Stored records:
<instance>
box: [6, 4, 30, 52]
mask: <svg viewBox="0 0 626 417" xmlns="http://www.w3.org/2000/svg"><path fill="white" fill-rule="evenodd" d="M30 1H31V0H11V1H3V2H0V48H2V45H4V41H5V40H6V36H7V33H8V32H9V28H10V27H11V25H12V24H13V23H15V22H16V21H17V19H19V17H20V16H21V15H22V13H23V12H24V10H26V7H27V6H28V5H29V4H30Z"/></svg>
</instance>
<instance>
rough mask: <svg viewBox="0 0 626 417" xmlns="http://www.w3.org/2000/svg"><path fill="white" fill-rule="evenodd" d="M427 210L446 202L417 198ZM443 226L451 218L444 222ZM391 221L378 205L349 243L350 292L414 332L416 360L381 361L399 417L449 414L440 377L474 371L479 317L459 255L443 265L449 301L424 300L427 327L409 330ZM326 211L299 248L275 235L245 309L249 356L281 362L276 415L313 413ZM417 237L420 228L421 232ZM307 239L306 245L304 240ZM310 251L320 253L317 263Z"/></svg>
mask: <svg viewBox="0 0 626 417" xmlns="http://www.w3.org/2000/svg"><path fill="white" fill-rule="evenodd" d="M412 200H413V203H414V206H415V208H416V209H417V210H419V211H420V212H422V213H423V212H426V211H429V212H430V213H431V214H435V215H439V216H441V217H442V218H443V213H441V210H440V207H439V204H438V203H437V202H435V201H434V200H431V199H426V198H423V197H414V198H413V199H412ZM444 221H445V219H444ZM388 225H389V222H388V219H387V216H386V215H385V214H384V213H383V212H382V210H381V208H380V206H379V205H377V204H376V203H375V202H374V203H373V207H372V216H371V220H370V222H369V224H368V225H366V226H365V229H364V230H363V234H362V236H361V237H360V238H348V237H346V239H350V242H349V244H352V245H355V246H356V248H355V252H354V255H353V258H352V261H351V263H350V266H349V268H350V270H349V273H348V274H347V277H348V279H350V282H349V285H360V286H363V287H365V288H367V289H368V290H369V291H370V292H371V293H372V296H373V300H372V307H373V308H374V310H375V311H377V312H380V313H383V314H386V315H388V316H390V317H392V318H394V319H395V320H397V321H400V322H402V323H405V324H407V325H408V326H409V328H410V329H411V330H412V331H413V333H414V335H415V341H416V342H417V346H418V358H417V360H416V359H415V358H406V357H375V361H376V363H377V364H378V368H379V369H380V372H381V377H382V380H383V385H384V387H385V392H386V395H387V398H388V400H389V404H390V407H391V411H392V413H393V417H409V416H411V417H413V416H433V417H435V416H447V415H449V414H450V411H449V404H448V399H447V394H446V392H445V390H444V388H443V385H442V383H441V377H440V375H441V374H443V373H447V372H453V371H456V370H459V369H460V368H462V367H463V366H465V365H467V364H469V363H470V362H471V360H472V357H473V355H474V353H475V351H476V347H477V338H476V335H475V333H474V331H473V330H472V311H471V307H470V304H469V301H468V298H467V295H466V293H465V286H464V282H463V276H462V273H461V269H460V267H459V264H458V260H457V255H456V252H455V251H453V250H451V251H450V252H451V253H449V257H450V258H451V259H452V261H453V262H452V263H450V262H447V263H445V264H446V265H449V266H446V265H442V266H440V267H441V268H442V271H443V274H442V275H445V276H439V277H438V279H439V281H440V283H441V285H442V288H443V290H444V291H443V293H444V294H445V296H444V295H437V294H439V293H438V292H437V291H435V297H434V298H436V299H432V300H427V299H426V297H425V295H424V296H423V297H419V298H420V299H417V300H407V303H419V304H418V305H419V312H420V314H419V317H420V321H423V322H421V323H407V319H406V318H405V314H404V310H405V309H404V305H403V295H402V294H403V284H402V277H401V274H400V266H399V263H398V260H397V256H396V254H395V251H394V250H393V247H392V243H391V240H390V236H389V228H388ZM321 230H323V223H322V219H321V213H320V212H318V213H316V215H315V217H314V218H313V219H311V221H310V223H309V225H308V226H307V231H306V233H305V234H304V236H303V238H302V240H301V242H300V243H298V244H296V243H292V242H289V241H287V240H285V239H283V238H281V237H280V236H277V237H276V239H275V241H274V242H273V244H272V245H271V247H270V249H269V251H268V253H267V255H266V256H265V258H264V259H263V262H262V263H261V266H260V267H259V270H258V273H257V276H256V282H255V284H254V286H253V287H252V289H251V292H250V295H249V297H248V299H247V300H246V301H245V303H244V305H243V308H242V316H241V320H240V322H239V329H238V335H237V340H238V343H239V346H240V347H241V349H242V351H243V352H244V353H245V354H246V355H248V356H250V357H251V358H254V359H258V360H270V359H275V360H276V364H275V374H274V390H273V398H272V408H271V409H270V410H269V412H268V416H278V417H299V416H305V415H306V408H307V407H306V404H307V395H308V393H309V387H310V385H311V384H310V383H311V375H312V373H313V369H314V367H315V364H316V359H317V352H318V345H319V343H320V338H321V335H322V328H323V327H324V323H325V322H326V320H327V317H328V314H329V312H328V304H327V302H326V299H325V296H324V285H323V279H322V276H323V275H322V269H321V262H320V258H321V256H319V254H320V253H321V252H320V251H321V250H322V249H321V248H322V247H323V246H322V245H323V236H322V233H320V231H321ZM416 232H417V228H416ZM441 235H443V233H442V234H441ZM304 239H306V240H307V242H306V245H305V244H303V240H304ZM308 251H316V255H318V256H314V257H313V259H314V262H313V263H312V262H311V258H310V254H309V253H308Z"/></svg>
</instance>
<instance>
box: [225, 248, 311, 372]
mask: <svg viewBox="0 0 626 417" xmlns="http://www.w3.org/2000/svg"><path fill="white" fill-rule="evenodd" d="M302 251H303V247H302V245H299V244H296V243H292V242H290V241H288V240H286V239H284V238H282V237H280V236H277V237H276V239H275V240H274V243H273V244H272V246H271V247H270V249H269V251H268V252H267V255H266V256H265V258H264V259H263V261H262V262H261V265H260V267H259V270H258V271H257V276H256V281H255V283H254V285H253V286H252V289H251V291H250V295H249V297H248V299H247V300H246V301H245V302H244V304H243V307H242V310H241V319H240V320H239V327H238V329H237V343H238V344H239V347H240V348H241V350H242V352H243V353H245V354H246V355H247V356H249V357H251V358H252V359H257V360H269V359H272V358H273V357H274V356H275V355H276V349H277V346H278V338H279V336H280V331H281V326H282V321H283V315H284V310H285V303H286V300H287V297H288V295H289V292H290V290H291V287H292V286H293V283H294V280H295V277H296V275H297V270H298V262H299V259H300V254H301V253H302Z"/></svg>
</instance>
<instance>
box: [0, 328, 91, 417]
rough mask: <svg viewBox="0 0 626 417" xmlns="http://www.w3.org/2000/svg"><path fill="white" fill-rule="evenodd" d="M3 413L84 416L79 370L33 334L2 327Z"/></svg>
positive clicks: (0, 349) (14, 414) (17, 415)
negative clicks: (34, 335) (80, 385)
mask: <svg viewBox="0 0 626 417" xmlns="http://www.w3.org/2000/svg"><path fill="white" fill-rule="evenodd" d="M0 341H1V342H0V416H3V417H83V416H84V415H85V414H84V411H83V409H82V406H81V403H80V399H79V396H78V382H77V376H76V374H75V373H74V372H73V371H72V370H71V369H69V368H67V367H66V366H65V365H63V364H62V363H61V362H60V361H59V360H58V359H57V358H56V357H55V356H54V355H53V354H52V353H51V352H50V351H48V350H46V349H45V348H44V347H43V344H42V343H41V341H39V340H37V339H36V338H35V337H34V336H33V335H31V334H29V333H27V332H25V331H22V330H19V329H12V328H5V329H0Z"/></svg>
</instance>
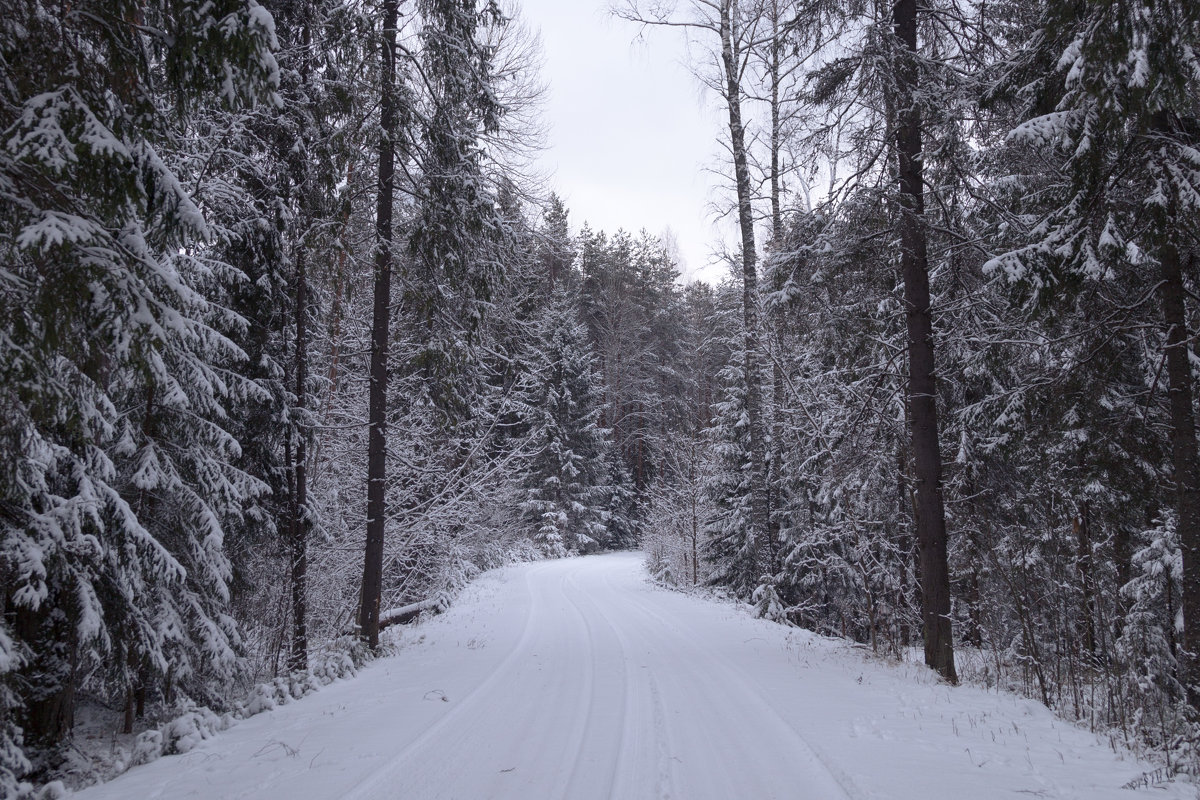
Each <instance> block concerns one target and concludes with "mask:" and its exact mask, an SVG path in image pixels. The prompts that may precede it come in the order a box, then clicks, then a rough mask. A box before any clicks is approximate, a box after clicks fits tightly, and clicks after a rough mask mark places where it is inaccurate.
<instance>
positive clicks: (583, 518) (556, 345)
mask: <svg viewBox="0 0 1200 800" xmlns="http://www.w3.org/2000/svg"><path fill="white" fill-rule="evenodd" d="M526 362H527V363H528V367H527V371H526V374H524V377H523V378H522V398H523V404H524V407H526V409H527V414H528V421H527V425H528V426H529V438H530V445H529V449H530V455H529V457H528V465H527V468H526V469H527V479H526V487H527V494H526V499H524V503H523V504H522V510H523V513H524V518H526V521H527V524H528V527H529V529H530V535H532V536H533V539H534V541H535V542H536V543H538V546H539V547H540V548H541V551H542V552H544V553H545V554H546V555H551V557H562V555H566V554H568V553H578V552H587V551H589V549H595V548H596V547H599V546H600V545H601V543H605V541H606V539H607V536H606V524H605V523H606V510H605V506H604V504H605V503H611V501H612V500H613V494H612V489H611V488H610V486H611V485H610V483H608V475H607V474H606V470H605V435H604V429H602V428H600V427H599V415H600V395H599V391H598V386H596V381H595V375H594V373H593V359H592V353H590V349H589V348H588V343H587V331H586V329H584V327H583V325H582V324H581V323H580V321H578V317H577V314H576V311H575V303H574V301H572V299H571V297H570V296H569V295H568V294H565V293H564V291H563V290H562V289H556V290H554V293H553V294H552V296H551V300H550V303H548V306H547V308H546V311H545V313H544V315H542V318H541V319H539V320H538V335H536V338H535V342H534V349H533V351H532V353H529V354H528V356H527V359H526Z"/></svg>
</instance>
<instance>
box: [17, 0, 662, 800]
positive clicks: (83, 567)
mask: <svg viewBox="0 0 1200 800" xmlns="http://www.w3.org/2000/svg"><path fill="white" fill-rule="evenodd" d="M515 14H516V12H515V10H512V8H508V7H504V8H502V7H500V6H499V5H497V4H496V2H475V1H474V0H404V1H403V2H401V1H398V0H379V1H378V2H376V1H372V0H362V1H359V0H276V1H272V2H266V4H263V5H259V4H257V2H254V0H218V1H217V2H203V4H200V2H192V1H191V0H162V1H158V2H154V1H151V2H145V1H144V0H138V1H137V2H134V1H121V0H116V1H112V0H104V1H103V2H56V1H54V0H28V1H26V0H19V1H17V2H10V4H6V5H5V7H4V14H0V130H2V138H0V197H2V203H0V207H2V210H4V211H2V215H0V252H2V254H4V257H2V260H0V441H2V445H0V453H2V456H4V457H2V458H0V610H2V618H0V619H2V622H0V795H4V796H18V795H22V794H24V793H29V792H31V790H32V788H34V784H37V783H42V782H46V781H47V780H50V778H54V777H62V776H64V775H66V776H67V777H68V778H70V780H74V781H77V782H78V781H86V780H89V775H86V772H88V769H86V766H80V758H79V756H78V754H74V756H72V754H71V752H70V750H71V730H72V727H73V724H74V721H76V712H77V710H78V709H80V708H83V706H88V714H89V716H95V715H96V714H98V715H101V716H102V717H104V718H112V720H113V724H114V726H116V727H118V728H121V729H124V730H125V732H126V733H131V732H136V730H139V729H142V728H143V727H145V726H152V724H157V723H160V722H162V721H164V720H167V718H170V716H172V715H175V714H180V712H184V711H186V710H187V709H191V708H193V706H210V708H214V709H217V710H221V709H229V708H232V706H233V704H234V703H235V702H236V700H238V699H239V698H242V697H245V694H246V691H247V690H248V688H251V687H252V686H253V685H254V684H256V682H259V681H264V680H265V681H269V680H271V679H272V678H276V676H278V675H287V674H288V673H290V674H292V675H296V674H299V675H301V682H304V679H302V675H304V674H305V673H306V672H307V673H310V678H311V674H312V673H316V674H318V675H324V674H326V673H328V672H329V669H326V668H325V666H324V664H325V661H326V660H328V658H331V657H344V655H340V654H346V652H350V654H353V655H354V656H355V657H356V658H358V657H360V656H362V655H365V654H366V651H367V650H368V649H373V648H374V646H376V645H377V643H378V634H379V630H380V628H383V627H385V626H386V625H389V624H394V622H397V621H404V620H407V619H408V618H410V616H412V614H413V613H414V610H416V609H421V608H430V607H436V606H437V604H439V603H440V602H442V601H443V600H444V599H445V596H446V595H449V594H452V593H454V591H455V590H456V589H457V588H458V587H461V585H462V584H463V583H466V582H467V581H468V579H469V578H470V577H472V576H474V575H475V573H478V572H479V571H480V570H482V569H487V567H490V566H494V565H498V564H502V563H504V561H506V560H511V559H521V558H535V557H539V555H563V554H568V553H580V552H589V551H595V549H599V548H611V547H630V546H632V545H635V543H636V541H637V536H638V521H640V513H641V511H640V498H641V492H640V487H643V486H647V485H649V483H650V482H652V481H653V480H654V479H655V474H656V473H655V471H654V470H655V465H656V464H658V455H656V453H658V452H659V451H658V450H655V447H661V443H662V438H661V437H660V435H658V433H661V431H664V429H666V428H667V427H668V426H672V425H676V416H678V414H679V411H678V409H677V408H676V405H674V404H673V403H674V397H676V395H677V393H678V391H677V387H676V385H674V384H673V383H672V380H676V378H673V377H672V375H673V374H674V372H673V371H674V369H676V365H674V363H673V359H674V353H673V351H672V350H671V349H670V348H671V347H672V345H673V343H674V338H672V336H673V333H672V335H671V336H668V335H667V333H666V331H665V330H660V329H661V327H662V326H664V325H666V324H667V320H666V319H665V318H661V317H660V312H662V309H665V308H667V307H668V306H670V308H671V309H672V311H671V312H670V313H673V314H674V313H679V311H678V289H677V288H676V285H674V281H676V275H674V272H673V267H672V264H671V260H670V259H668V258H667V255H666V254H665V252H664V249H662V247H661V245H660V243H659V242H658V240H654V239H652V237H648V236H644V235H642V236H640V237H632V236H628V235H625V234H618V235H616V236H612V237H606V236H605V235H602V234H592V233H587V234H584V235H583V236H582V237H572V236H571V234H570V231H569V229H568V212H566V210H565V209H564V207H563V206H562V204H560V203H558V201H557V200H551V201H550V203H544V201H542V200H541V199H540V198H539V197H536V192H535V181H533V180H532V179H530V178H529V173H530V169H529V164H530V157H532V155H533V152H534V151H535V148H536V145H538V130H539V125H538V119H536V103H538V97H539V94H540V91H541V84H540V78H539V76H538V74H536V71H535V66H536V44H535V40H533V38H532V36H530V35H529V34H528V32H527V30H526V29H524V28H523V25H522V23H521V22H520V20H518V19H517V18H516V16H515ZM672 303H673V305H672ZM635 321H636V324H637V325H642V324H646V325H648V326H650V327H652V329H654V330H652V331H649V332H646V331H642V330H641V329H637V330H638V332H637V333H636V335H634V333H630V331H631V330H634V329H630V327H629V324H630V323H635ZM654 326H659V327H658V329H655V327H654ZM655 330H656V331H658V332H654V331H655ZM656 432H658V433H656ZM652 434H653V435H652ZM310 682H311V681H310ZM84 758H86V756H84ZM125 760H127V759H125ZM72 770H74V771H76V772H83V774H76V775H68V772H71V771H72Z"/></svg>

- _REQUIRED WORK_:
Gather each line of the material above that contains the string "positive". Case counts.

- _FINISHED TASK_:
positive clicks: (0, 349) (14, 414) (17, 415)
positive clicks: (583, 518) (556, 345)
positive clicks: (83, 567)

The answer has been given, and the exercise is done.